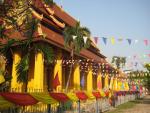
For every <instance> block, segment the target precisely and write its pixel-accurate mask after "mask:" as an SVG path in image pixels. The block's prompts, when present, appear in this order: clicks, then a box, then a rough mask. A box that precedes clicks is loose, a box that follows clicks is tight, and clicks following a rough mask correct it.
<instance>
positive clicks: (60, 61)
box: [54, 50, 62, 91]
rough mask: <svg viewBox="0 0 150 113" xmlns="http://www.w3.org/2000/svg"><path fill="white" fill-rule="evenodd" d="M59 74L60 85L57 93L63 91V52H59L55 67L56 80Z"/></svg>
mask: <svg viewBox="0 0 150 113" xmlns="http://www.w3.org/2000/svg"><path fill="white" fill-rule="evenodd" d="M57 73H58V78H59V81H60V85H59V86H57V89H56V90H57V91H62V51H61V50H58V54H57V60H56V64H55V66H54V78H55V76H56V74H57Z"/></svg>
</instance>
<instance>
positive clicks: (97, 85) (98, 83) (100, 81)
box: [97, 71, 102, 90]
mask: <svg viewBox="0 0 150 113" xmlns="http://www.w3.org/2000/svg"><path fill="white" fill-rule="evenodd" d="M97 89H98V90H101V89H102V75H101V73H100V71H99V72H98V76H97Z"/></svg>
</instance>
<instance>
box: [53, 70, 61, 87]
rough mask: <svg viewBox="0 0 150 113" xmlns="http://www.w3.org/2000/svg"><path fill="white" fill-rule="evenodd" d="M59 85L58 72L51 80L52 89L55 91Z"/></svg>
mask: <svg viewBox="0 0 150 113" xmlns="http://www.w3.org/2000/svg"><path fill="white" fill-rule="evenodd" d="M59 85H60V81H59V77H58V72H57V74H56V75H55V78H54V79H53V88H54V89H56V88H57V86H59Z"/></svg>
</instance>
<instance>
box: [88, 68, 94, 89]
mask: <svg viewBox="0 0 150 113" xmlns="http://www.w3.org/2000/svg"><path fill="white" fill-rule="evenodd" d="M92 90H93V76H92V67H91V66H90V67H89V70H88V75H87V91H92Z"/></svg>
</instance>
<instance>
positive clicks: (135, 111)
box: [122, 95, 150, 113]
mask: <svg viewBox="0 0 150 113" xmlns="http://www.w3.org/2000/svg"><path fill="white" fill-rule="evenodd" d="M135 102H136V103H137V104H136V105H135V106H134V107H133V108H130V109H125V110H123V111H122V113H150V95H147V96H145V97H144V98H143V99H141V100H136V101H135Z"/></svg>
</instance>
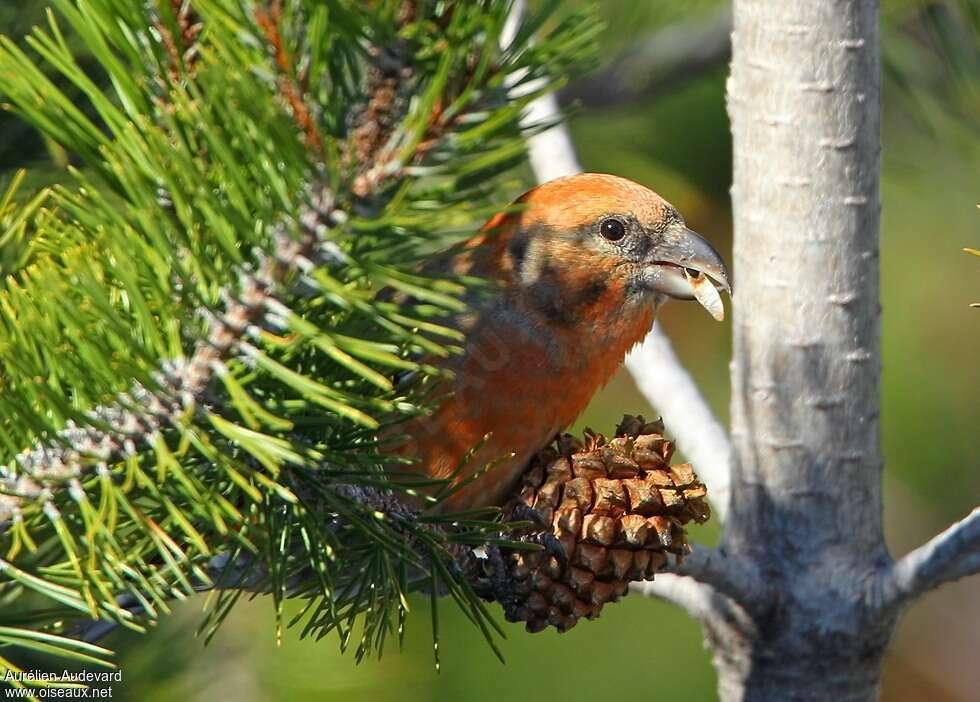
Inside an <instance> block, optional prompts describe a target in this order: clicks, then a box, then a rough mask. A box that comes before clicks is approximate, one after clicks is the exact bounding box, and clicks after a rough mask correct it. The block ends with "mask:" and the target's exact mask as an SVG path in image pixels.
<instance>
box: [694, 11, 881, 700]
mask: <svg viewBox="0 0 980 702" xmlns="http://www.w3.org/2000/svg"><path fill="white" fill-rule="evenodd" d="M878 5H879V3H878V1H877V0H831V1H828V2H806V3H788V2H784V1H783V0H735V3H734V8H735V10H734V32H733V59H732V76H731V79H730V82H729V88H728V99H729V113H730V116H731V120H732V131H733V136H734V149H735V154H734V186H733V189H732V202H733V209H734V221H735V245H734V264H735V279H736V304H735V305H734V310H735V312H734V321H733V325H734V359H733V362H732V440H733V447H734V461H733V466H732V495H733V502H732V504H731V509H730V511H729V519H728V521H727V523H726V528H725V533H724V537H723V541H722V547H721V548H722V551H723V552H724V553H725V554H726V555H727V556H728V557H730V558H732V559H733V560H734V561H736V562H738V561H748V562H750V563H754V564H755V565H756V566H757V568H758V569H759V571H760V572H761V573H762V574H763V577H764V578H765V579H766V580H767V581H768V582H769V583H770V584H771V586H772V587H773V590H774V592H775V596H776V600H775V601H774V602H771V603H768V604H767V605H766V606H765V608H764V609H760V610H757V611H755V612H751V613H750V614H751V615H752V616H750V617H749V619H750V621H751V625H749V626H746V625H745V624H744V622H742V620H736V621H735V622H734V623H731V622H726V621H723V620H722V621H710V622H708V623H707V625H706V626H707V631H708V635H709V641H710V642H711V644H712V647H713V650H714V654H715V655H714V659H715V665H716V667H717V669H718V673H719V678H720V690H721V693H722V699H724V700H818V699H819V700H826V699H834V700H867V699H873V698H875V697H876V694H877V689H878V678H879V668H880V664H881V658H882V654H883V652H884V649H885V646H886V644H887V642H888V639H889V637H890V635H891V631H892V628H893V625H894V620H895V615H894V614H891V613H889V614H887V615H886V616H880V615H881V614H882V613H881V611H880V610H879V609H877V608H875V607H869V602H871V601H873V600H874V599H875V597H876V594H875V588H876V584H877V583H878V580H879V578H878V574H879V573H880V572H882V571H884V570H886V569H887V568H888V567H889V566H890V562H891V561H890V558H889V556H888V553H887V551H886V549H885V546H884V540H883V535H882V518H881V463H882V462H881V453H880V449H879V421H878V412H879V385H880V376H881V368H880V358H881V355H880V340H879V337H880V322H879V318H880V305H879V297H878V229H879V211H880V206H879V183H878V176H879V157H880V129H879V126H880V65H879V50H878V41H879V38H878ZM872 610H874V612H872ZM740 622H741V623H740Z"/></svg>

===============

__Work instructions__: Scan the lines above, and whenever one holds the string "target", copy it.

__Solution for this problem__:
For every <instance> block, segment the target precisely and write its pixel-accurate mask after "mask:" as an SVG path in image pixels. The block's prompts, when present, appear in this order: clicks, then a box, then a rough mask. A box that precedes clicks is loose, a box that follows clicks is tight, and clicks following a rough mask correct it.
Inside an <instance> block, optional prompts describe a target in this order: clicks, then a box, then a rough mask. A box that comes before clicks is approximate, one after clicks is the exact bounding box, and clicks after a rough mask correct it. The block ends with "mask:" and the target's exact mask as an SVG path in image pixels.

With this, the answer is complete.